BEGIN Source information

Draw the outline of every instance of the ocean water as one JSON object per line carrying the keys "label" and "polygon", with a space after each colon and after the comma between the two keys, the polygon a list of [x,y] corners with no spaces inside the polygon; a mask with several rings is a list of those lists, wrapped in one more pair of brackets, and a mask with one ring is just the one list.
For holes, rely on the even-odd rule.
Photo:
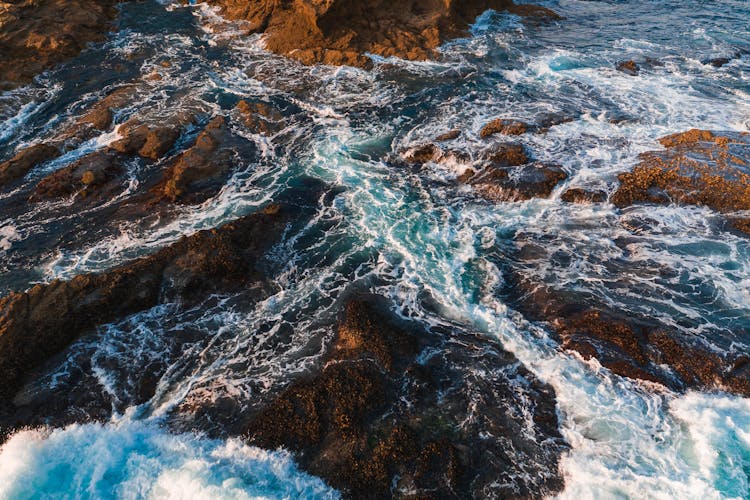
{"label": "ocean water", "polygon": [[[319,359],[328,335],[319,325],[352,289],[380,293],[428,326],[496,339],[551,384],[571,444],[560,465],[561,498],[750,498],[750,401],[676,394],[584,362],[501,293],[502,267],[520,265],[514,252],[536,243],[547,255],[524,263],[526,275],[659,318],[708,349],[747,351],[750,240],[705,208],[620,211],[559,196],[573,186],[612,192],[617,174],[658,149],[665,134],[748,131],[750,4],[544,5],[565,20],[487,12],[438,61],[376,59],[365,72],[268,54],[260,38],[240,36],[205,7],[126,4],[107,42],[0,95],[3,157],[52,134],[102,89],[152,71],[162,79],[139,89],[118,120],[174,109],[208,116],[238,98],[285,116],[271,137],[236,130],[252,154],[216,196],[169,217],[113,219],[117,199],[81,210],[65,200],[18,208],[13,197],[23,186],[1,193],[0,294],[151,253],[252,212],[308,177],[343,188],[270,252],[264,265],[277,276],[275,295],[252,306],[242,296],[189,311],[160,306],[99,328],[51,363],[25,398],[90,391],[112,418],[13,436],[0,448],[0,498],[336,497],[284,451],[224,437],[231,414],[218,422],[175,415],[262,401]],[[731,61],[705,64],[716,57]],[[653,62],[632,77],[614,69],[626,59]],[[519,138],[569,174],[550,199],[492,204],[452,182],[490,147],[478,137],[488,121],[550,113],[564,122]],[[466,159],[418,171],[391,161],[453,128],[463,133],[449,146]],[[27,185],[115,139],[91,139],[31,172]],[[132,189],[147,169],[129,166]],[[146,374],[156,383],[144,401]]]}

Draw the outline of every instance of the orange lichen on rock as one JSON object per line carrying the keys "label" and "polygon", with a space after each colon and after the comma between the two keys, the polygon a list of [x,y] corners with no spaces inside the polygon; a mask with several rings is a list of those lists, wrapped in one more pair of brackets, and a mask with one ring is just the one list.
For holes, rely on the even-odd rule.
{"label": "orange lichen on rock", "polygon": [[512,0],[208,0],[227,18],[265,33],[268,50],[304,64],[369,67],[367,54],[424,60],[445,40],[464,36],[488,9],[559,18],[539,6]]}
{"label": "orange lichen on rock", "polygon": [[694,129],[659,142],[666,151],[645,153],[631,172],[620,174],[620,187],[612,196],[616,206],[680,203],[724,214],[750,210],[747,134]]}

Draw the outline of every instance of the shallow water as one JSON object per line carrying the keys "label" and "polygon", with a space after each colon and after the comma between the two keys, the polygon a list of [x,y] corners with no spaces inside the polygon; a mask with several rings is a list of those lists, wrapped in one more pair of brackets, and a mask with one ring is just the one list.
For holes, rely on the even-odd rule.
{"label": "shallow water", "polygon": [[[207,119],[247,98],[282,109],[287,126],[271,138],[246,137],[252,153],[221,192],[169,218],[113,220],[107,204],[80,211],[66,208],[68,202],[19,207],[18,192],[0,194],[0,294],[151,253],[252,212],[306,177],[344,189],[321,200],[313,220],[272,250],[264,265],[282,291],[267,300],[248,306],[242,296],[214,297],[179,313],[160,306],[100,328],[51,363],[25,397],[94,387],[113,420],[14,436],[0,451],[0,497],[159,498],[190,491],[213,498],[218,488],[231,497],[335,495],[297,471],[288,455],[226,438],[231,422],[191,420],[174,410],[262,401],[315,363],[329,335],[319,325],[361,289],[389,297],[400,314],[425,324],[497,339],[555,388],[572,445],[561,464],[561,497],[750,497],[748,400],[677,395],[584,363],[501,293],[502,267],[523,266],[524,274],[556,289],[658,317],[710,349],[747,350],[750,240],[708,209],[619,211],[565,204],[559,195],[567,186],[611,192],[616,174],[639,153],[658,149],[655,139],[665,134],[694,127],[746,131],[750,5],[545,5],[566,19],[536,24],[486,13],[471,37],[446,44],[440,61],[379,60],[368,73],[301,67],[268,54],[257,37],[238,37],[231,25],[205,28],[204,21],[216,19],[208,9],[126,4],[119,31],[106,43],[2,94],[3,158],[47,137],[102,89],[155,69],[163,79],[139,91],[118,122],[175,107]],[[744,55],[721,68],[702,62],[737,53]],[[647,57],[659,63],[644,65],[637,78],[614,69],[618,61]],[[163,59],[171,66],[161,67]],[[547,113],[570,121],[520,140],[537,159],[569,174],[549,200],[490,204],[448,182],[466,165],[429,164],[414,172],[389,161],[452,128],[464,133],[451,147],[478,160],[488,147],[478,132],[489,120],[534,121]],[[95,138],[41,166],[26,185],[111,140]],[[132,183],[148,169],[136,161]],[[647,230],[632,229],[638,227]],[[528,242],[547,256],[517,262],[516,250]],[[158,381],[144,402],[137,388],[146,373]],[[209,436],[193,434],[196,428]],[[60,478],[70,489],[57,486]],[[179,490],[188,485],[194,487]]]}

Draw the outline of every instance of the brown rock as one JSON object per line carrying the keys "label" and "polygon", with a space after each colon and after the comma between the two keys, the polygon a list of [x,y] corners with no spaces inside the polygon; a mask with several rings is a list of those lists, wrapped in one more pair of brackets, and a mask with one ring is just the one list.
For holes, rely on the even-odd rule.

END Source information

Assignment: Each line of the data that includes "carrying" should be copied.

Result of the exercise:
Draw the outline of every instance of the ocean water as one JSON object per line carrying the keys "label" and "polygon", with a space after each colon and after the comma between the two keys, the polygon a list of [x,y] corners with no spaces inside the polygon; a mask with several rings is a list of those lists, wrapped in one more pair of brackets, and a mask with one ring is just the one list.
Draw the outline of every instance of the orange lichen on rock as one JSON object per line carrying the keys "label" and "polygon", with a space after each colon and after the comma between the two keys, the polygon a list of [x,y] corners with no spaces inside the polygon; a mask with several rings is a list of those lists, wrapped in one more pair of brackets, and a mask with one ring is just the one list.
Draw the outline of every instance of the shallow water as one JSON object per line carrying the keys "label" and "polygon", with a space after each colon and after the comma between the two keys, the polygon a list of [x,y] corners with no spaces inside the polygon; a mask with several rings is a list of those lists, wrapped in one more pair of brackets, and a mask with one ring is just the one list.
Draw the outline of every instance of the brown rock as one JSON object per line carrying the keys "label" and "polygon", with a space after each colon and after the comma between the two keys, the polygon a list of [x,y] corners with no spaces inside the polygon; a mask with several rings is a list of those lists, wrapped in one more pair of brackets, and a mask with one ring is just the one list.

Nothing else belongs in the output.